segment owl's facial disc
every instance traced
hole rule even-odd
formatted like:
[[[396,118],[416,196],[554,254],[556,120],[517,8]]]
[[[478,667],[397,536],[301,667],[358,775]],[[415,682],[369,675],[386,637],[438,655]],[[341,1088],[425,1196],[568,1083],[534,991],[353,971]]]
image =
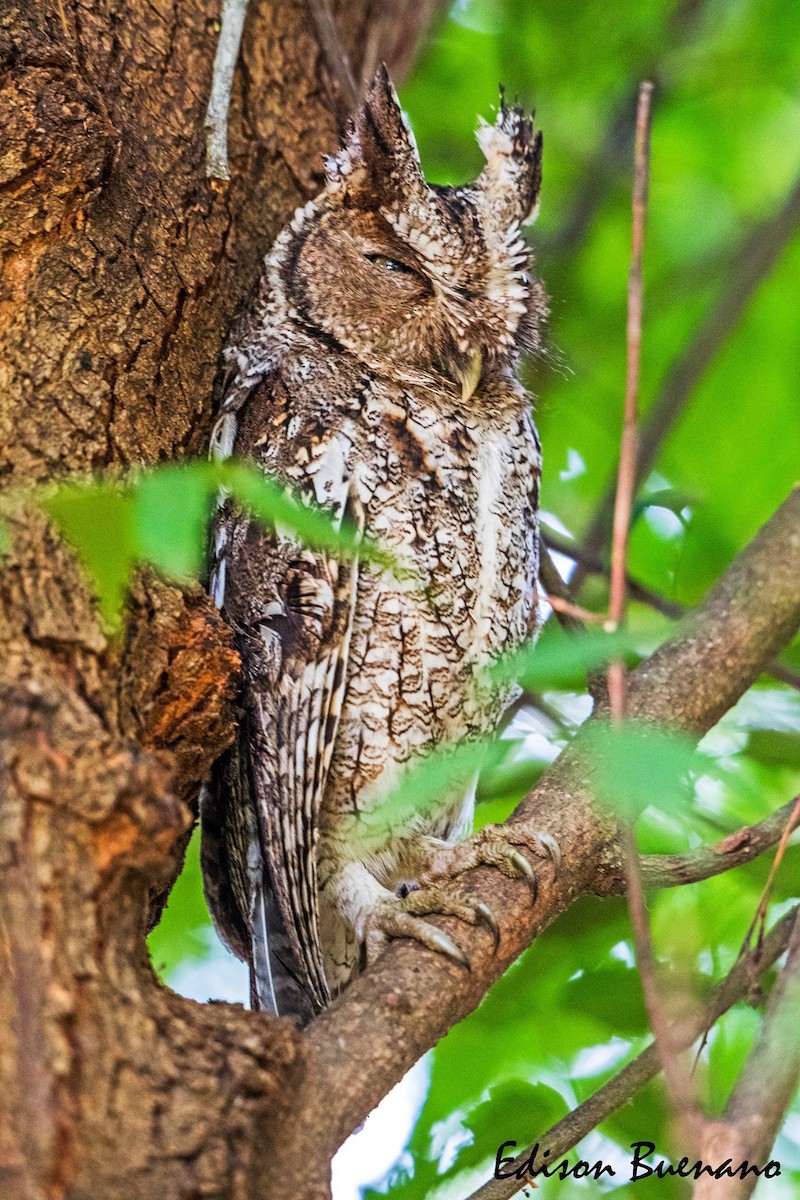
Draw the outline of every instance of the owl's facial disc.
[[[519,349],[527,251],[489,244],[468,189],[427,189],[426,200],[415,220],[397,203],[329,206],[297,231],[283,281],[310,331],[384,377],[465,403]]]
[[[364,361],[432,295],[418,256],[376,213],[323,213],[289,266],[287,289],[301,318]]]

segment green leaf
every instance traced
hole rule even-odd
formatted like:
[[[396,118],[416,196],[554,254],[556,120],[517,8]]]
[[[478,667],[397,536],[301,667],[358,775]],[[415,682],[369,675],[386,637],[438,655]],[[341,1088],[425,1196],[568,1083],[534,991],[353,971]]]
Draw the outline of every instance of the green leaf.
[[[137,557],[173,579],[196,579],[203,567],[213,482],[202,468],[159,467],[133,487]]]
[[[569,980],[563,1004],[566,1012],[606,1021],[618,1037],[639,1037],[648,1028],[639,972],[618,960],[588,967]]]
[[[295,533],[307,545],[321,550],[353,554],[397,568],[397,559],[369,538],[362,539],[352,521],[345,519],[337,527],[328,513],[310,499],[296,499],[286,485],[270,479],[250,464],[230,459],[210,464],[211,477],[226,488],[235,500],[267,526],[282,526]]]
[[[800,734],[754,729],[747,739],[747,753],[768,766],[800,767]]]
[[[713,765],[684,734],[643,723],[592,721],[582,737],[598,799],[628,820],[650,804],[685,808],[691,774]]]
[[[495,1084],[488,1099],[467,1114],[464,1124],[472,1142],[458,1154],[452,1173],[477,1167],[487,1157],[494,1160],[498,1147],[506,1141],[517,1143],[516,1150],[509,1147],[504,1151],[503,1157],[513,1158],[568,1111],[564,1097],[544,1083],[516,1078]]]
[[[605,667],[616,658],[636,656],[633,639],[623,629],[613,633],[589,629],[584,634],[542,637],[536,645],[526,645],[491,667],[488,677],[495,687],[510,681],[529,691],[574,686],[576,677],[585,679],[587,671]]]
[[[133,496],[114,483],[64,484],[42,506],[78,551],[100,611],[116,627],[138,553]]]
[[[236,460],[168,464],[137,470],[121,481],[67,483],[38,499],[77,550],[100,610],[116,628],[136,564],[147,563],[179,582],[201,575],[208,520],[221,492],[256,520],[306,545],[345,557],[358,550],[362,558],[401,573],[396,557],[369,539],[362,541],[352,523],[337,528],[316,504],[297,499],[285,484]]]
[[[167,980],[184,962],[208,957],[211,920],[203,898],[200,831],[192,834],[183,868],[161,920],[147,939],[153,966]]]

|---|

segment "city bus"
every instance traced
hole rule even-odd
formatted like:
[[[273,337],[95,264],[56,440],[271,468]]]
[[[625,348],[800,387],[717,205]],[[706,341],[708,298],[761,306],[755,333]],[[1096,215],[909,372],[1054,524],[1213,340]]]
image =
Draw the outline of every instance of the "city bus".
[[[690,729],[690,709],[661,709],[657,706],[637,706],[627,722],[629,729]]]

|---|

**Work order:** Find every line in the records that uses the string "segment", then copy it.

**Response area:**
segment owl's facial disc
segment green leaf
segment "city bus"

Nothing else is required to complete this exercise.